Directive:
Can you rewrite all the records below with "one point per instance" changed to "a single point per instance" and everything else kept the same? Leave the pictures out of your answer.

Data supplied:

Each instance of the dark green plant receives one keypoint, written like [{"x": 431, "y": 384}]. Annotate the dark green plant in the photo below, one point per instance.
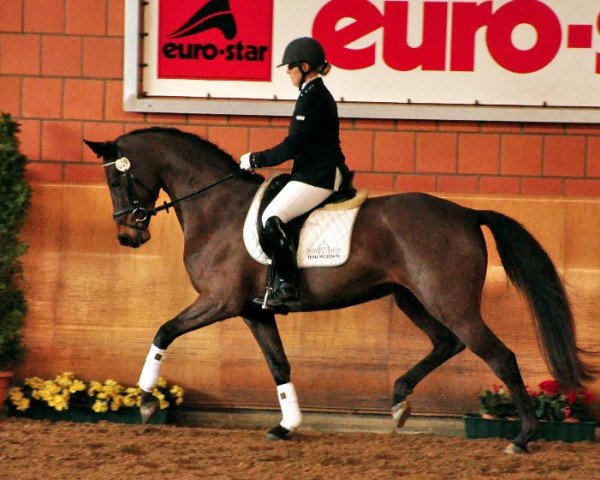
[{"x": 14, "y": 202}]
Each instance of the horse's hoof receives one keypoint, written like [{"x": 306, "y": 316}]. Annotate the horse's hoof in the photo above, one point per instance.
[
  {"x": 278, "y": 433},
  {"x": 515, "y": 449},
  {"x": 400, "y": 413},
  {"x": 148, "y": 410}
]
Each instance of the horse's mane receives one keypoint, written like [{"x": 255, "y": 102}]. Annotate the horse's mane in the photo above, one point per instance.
[{"x": 201, "y": 142}]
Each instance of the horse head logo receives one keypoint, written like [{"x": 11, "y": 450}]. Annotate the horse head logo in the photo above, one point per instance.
[{"x": 215, "y": 14}]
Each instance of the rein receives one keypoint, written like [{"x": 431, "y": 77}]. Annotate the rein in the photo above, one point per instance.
[{"x": 141, "y": 214}]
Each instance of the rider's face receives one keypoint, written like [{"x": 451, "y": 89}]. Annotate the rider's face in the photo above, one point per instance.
[{"x": 295, "y": 73}]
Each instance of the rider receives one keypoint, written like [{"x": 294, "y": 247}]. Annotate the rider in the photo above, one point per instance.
[{"x": 313, "y": 142}]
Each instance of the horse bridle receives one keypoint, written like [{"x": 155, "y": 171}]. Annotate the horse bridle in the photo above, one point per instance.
[{"x": 139, "y": 214}]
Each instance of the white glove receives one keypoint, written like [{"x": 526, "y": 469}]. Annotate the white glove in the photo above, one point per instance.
[{"x": 245, "y": 161}]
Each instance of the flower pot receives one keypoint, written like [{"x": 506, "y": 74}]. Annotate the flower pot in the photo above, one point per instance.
[
  {"x": 4, "y": 382},
  {"x": 477, "y": 427}
]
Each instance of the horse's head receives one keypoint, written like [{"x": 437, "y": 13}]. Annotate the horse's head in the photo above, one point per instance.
[{"x": 133, "y": 190}]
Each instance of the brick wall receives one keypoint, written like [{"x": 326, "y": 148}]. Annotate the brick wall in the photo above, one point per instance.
[{"x": 61, "y": 78}]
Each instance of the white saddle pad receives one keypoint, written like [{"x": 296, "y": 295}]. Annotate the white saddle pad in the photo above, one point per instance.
[{"x": 324, "y": 239}]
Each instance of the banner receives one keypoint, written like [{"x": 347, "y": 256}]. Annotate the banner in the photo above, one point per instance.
[{"x": 385, "y": 53}]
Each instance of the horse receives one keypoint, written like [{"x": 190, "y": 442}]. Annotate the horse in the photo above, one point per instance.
[{"x": 431, "y": 257}]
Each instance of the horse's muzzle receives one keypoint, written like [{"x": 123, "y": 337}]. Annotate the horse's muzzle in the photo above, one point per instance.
[{"x": 133, "y": 238}]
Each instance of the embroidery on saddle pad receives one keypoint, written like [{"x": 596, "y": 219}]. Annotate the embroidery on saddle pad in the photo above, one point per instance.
[{"x": 324, "y": 238}]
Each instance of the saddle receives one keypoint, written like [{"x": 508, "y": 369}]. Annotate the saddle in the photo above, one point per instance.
[
  {"x": 321, "y": 236},
  {"x": 293, "y": 228}
]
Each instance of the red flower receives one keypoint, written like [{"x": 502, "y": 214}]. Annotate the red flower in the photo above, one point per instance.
[
  {"x": 571, "y": 396},
  {"x": 550, "y": 387},
  {"x": 568, "y": 412}
]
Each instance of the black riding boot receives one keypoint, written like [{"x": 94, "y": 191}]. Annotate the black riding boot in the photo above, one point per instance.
[{"x": 283, "y": 258}]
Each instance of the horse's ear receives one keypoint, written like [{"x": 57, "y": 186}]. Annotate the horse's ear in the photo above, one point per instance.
[{"x": 103, "y": 149}]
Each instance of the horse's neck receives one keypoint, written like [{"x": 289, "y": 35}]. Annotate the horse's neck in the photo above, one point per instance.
[{"x": 219, "y": 206}]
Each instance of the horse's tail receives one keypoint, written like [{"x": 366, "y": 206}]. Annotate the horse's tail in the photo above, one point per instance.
[{"x": 531, "y": 270}]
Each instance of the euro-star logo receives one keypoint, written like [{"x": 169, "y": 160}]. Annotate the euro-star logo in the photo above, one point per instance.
[
  {"x": 215, "y": 39},
  {"x": 458, "y": 22}
]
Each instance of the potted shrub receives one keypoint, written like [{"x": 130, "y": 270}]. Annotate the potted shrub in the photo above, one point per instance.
[
  {"x": 564, "y": 414},
  {"x": 14, "y": 202}
]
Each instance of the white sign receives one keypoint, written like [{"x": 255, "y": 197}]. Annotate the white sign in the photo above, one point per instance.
[{"x": 490, "y": 60}]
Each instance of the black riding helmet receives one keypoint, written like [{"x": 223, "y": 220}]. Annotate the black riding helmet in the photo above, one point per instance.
[{"x": 304, "y": 49}]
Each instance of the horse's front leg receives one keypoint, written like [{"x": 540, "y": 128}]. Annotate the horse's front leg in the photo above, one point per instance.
[
  {"x": 264, "y": 329},
  {"x": 203, "y": 312}
]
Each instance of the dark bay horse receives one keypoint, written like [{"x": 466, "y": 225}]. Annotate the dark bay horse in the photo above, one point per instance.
[{"x": 427, "y": 252}]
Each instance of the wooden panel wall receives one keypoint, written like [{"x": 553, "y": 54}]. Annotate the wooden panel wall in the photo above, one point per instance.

Worked answer:
Each instance of the dark green plant receives one keypoint, written like [{"x": 431, "y": 384}]. Annotate the dark green plant in the photo below, a single point per instance.
[{"x": 14, "y": 202}]
Each instance of the horse's hoof receives one keypoint, written like [{"x": 306, "y": 316}]. Annotate the horse's hoof in the photo above, a single point per instance.
[
  {"x": 278, "y": 433},
  {"x": 515, "y": 449},
  {"x": 400, "y": 413},
  {"x": 148, "y": 410}
]
Each instance of the horse's mane receives one keypoint, written like [{"x": 255, "y": 102}]. Annotate the horse's mane in the photo above, a single point per instance.
[{"x": 201, "y": 142}]
Each instance of the horse head logo receives one keypoint, written like [{"x": 11, "y": 450}]. Annotate the horse head logo in the photo above, a single point per instance.
[{"x": 215, "y": 14}]
Each instance of the rein receives one keypoint, written like [{"x": 431, "y": 77}]. Annotate the rein in the photo above, a single point per instance.
[{"x": 141, "y": 214}]
Each instance of the rider's face receives one keypoint, written like [{"x": 451, "y": 89}]. Annotate the rider's face in the photo above, a single point per instance.
[{"x": 295, "y": 73}]
Each instance of the rider receives one keypoint, written like [{"x": 294, "y": 247}]. Annotate the rider in the photo above, a single point per instance.
[{"x": 313, "y": 142}]
Each instance of the horse bridle receives one keypoint, written like [{"x": 155, "y": 171}]. Annotate the horse bridle in the photo above, a single point per instance.
[{"x": 139, "y": 214}]
Each instance of the white glove receives one keypoint, written like [{"x": 526, "y": 469}]. Annotate the white glove in the photo above, a single point per instance.
[{"x": 245, "y": 161}]
Each instance of the flower pot receives one keypoint, written like [{"x": 506, "y": 74}]. Annotate the flower pot in the photo above, a single point per instance.
[
  {"x": 4, "y": 382},
  {"x": 477, "y": 427}
]
Each instance of the horse's head receives one keypoint, written like [{"x": 437, "y": 13}]. Annotate the horse's head in the photo above, a single point per instance.
[{"x": 133, "y": 190}]
Each instance of the brick wall receives one keypoint, written like [{"x": 326, "y": 148}]. Annotate the brick wall in the photo above, a single point per instance.
[{"x": 61, "y": 78}]
Each instance of the white saddle pad receives one keypoint, written like [{"x": 296, "y": 295}]. Annotate the white saddle pad in the photo above, a single point per instance.
[{"x": 324, "y": 239}]
Each instance of the banner receives one keypoint, written like [{"x": 347, "y": 256}]. Annotate the banner in the photo above, a single point per instance.
[{"x": 385, "y": 53}]
Each instance of the horse receives one keypoint, written like [{"x": 190, "y": 442}]. Annotate the horse in the photo above, a single point per instance.
[{"x": 431, "y": 257}]
Each instance of the horse's muzzle receives one keypoint, written like [{"x": 123, "y": 337}]. Annotate the horse's muzzle in the photo above, a single point per instance.
[{"x": 133, "y": 238}]
Each instance of the embroidery on saddle pad receives one keypoint, written like [{"x": 596, "y": 219}]. Annotate the embroidery on saddle pad in the photo above, a single point per instance.
[{"x": 324, "y": 238}]
Each instance of the saddle receives one keypoint, written like [{"x": 508, "y": 369}]. Annotate the saddle in the photo above, a single point per instance.
[
  {"x": 321, "y": 236},
  {"x": 293, "y": 228}
]
Each instance of the red flower receives one keypoint, written like [{"x": 502, "y": 214}]. Annotate the red flower in the photo above, a single point per instance.
[
  {"x": 571, "y": 396},
  {"x": 550, "y": 387},
  {"x": 568, "y": 412}
]
Each instance of the black riding boot receives one keypoint, written like [{"x": 94, "y": 191}]. Annotate the black riding boot in the photo above, a single point per instance.
[{"x": 283, "y": 258}]
Each instance of the horse's ear receives one keypoint, written like [{"x": 57, "y": 186}]. Annotate the horse's ear in the photo above, a single point per instance.
[{"x": 103, "y": 149}]
Each instance of the horse's neck receives one keypoint, written like [{"x": 289, "y": 35}]. Annotate the horse's neck in the photo above, a single point per instance.
[{"x": 219, "y": 206}]
Each instance of the horse's tail receives one keypoint, written like [{"x": 366, "y": 206}]. Annotate the horse's tail in the photo above, a single point per instance.
[{"x": 531, "y": 270}]
Each instance of the euro-star logo receives one keypoint, written like [{"x": 169, "y": 160}]. Annotate the euro-star logo in the photo above, a single point per instance.
[
  {"x": 215, "y": 39},
  {"x": 458, "y": 22}
]
Each instance of the potted shrub receives one keypoint, written like [{"x": 130, "y": 270}]. Annotate the potted shrub in the photo above, a single point per instance.
[
  {"x": 564, "y": 414},
  {"x": 14, "y": 202}
]
Each instance of the white sign receives one keypoint, written like [{"x": 255, "y": 197}]. Annotate the white sign in the photo above, a single point per instance.
[{"x": 490, "y": 60}]
Each instance of the black riding helmet receives one keypoint, written like [{"x": 223, "y": 220}]. Annotate the black riding helmet in the photo above, a single point per instance.
[{"x": 304, "y": 49}]
Each instance of the horse's front leg receives one keypoint, written like [{"x": 540, "y": 128}]. Annotate the horse's front leg in the photo above, a single point per instance.
[
  {"x": 264, "y": 329},
  {"x": 203, "y": 312}
]
Each instance of the dark bay horse receives one keypoint, written like [{"x": 466, "y": 225}]. Annotate the dark bay horse in the photo above, a single point per instance.
[{"x": 427, "y": 252}]
Each instance of the wooden panel wall receives one keypoint, written like [{"x": 553, "y": 54}]. Annotate the wooden panel wall in the photo above, a single point per instance.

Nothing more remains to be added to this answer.